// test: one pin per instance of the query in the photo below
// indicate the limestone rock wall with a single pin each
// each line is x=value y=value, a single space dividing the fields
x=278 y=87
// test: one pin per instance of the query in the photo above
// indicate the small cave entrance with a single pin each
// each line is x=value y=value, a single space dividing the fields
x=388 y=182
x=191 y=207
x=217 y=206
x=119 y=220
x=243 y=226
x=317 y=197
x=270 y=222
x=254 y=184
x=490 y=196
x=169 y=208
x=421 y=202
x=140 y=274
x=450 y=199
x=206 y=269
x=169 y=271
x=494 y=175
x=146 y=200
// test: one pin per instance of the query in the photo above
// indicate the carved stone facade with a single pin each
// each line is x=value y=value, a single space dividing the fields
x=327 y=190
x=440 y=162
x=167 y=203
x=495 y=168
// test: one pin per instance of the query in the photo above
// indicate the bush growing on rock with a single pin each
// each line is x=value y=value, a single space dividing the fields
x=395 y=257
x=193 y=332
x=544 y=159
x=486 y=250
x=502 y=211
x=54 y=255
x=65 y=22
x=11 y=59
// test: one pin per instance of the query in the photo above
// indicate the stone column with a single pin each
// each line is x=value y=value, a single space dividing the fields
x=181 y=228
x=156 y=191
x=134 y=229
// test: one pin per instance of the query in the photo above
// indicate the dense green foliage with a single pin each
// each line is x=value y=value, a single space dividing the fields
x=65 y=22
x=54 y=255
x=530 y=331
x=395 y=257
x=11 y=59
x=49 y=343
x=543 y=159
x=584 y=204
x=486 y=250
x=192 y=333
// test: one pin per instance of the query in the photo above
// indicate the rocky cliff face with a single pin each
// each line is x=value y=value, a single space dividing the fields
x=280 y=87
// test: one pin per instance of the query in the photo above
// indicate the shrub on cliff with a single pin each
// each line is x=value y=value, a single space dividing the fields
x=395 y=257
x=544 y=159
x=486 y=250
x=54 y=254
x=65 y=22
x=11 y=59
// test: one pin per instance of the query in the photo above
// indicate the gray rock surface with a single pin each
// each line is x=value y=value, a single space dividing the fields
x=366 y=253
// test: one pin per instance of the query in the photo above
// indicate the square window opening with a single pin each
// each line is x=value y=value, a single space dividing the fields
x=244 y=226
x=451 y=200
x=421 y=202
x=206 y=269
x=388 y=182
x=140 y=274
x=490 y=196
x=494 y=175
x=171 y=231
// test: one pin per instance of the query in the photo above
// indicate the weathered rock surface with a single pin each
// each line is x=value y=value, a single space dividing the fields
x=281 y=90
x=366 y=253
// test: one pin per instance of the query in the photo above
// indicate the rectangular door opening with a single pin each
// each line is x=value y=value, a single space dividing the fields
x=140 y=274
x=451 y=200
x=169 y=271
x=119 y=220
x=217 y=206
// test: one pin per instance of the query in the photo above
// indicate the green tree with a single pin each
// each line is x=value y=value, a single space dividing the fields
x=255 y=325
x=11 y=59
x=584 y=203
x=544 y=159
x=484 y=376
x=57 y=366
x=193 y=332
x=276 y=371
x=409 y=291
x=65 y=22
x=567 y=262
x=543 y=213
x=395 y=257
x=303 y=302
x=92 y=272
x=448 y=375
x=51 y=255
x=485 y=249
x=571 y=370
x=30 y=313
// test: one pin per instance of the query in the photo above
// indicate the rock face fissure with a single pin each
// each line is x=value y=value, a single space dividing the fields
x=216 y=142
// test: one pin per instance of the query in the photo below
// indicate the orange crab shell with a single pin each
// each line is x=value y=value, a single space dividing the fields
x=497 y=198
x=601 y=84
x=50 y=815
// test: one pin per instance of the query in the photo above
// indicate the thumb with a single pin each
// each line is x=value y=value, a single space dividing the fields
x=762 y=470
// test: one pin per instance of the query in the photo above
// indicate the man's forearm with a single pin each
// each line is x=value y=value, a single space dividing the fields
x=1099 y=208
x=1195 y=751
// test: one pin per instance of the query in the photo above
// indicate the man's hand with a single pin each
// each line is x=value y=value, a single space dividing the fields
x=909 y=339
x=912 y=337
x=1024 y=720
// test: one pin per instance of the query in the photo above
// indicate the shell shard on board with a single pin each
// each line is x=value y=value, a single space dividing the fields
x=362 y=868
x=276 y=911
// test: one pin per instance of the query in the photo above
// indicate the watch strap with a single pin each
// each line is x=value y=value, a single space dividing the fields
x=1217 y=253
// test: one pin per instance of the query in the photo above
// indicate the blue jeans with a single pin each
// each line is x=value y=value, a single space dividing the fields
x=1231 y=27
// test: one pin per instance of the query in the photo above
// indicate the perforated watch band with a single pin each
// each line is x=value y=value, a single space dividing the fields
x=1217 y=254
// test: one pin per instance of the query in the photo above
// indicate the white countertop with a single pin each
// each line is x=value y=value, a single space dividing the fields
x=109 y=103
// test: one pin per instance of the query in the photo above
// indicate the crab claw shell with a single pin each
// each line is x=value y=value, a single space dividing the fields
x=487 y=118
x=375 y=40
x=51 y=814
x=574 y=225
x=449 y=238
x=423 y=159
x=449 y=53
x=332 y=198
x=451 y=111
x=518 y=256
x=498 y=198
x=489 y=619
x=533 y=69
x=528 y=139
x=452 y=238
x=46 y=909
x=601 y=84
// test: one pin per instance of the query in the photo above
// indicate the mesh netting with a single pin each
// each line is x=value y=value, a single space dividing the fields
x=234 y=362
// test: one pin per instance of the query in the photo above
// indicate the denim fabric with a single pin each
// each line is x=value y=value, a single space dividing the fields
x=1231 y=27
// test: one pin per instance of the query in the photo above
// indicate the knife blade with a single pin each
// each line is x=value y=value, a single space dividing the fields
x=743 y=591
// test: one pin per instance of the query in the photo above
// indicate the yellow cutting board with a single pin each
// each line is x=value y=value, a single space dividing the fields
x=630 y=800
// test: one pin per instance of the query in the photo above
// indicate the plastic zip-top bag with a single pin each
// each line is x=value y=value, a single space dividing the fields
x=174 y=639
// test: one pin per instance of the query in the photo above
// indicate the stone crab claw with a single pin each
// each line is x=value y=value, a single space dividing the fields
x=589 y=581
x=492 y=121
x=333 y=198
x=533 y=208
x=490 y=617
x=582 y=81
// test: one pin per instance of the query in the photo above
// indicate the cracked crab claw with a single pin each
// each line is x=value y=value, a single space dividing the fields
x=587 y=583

☆ ☆ ☆ ☆ ☆

* **Given request**
Return every line of the data above that contains the string "watch", one per line.

* **Answer to this task**
// indicate the watch strap with a single pin each
// indicate the perforated watch band with a single pin each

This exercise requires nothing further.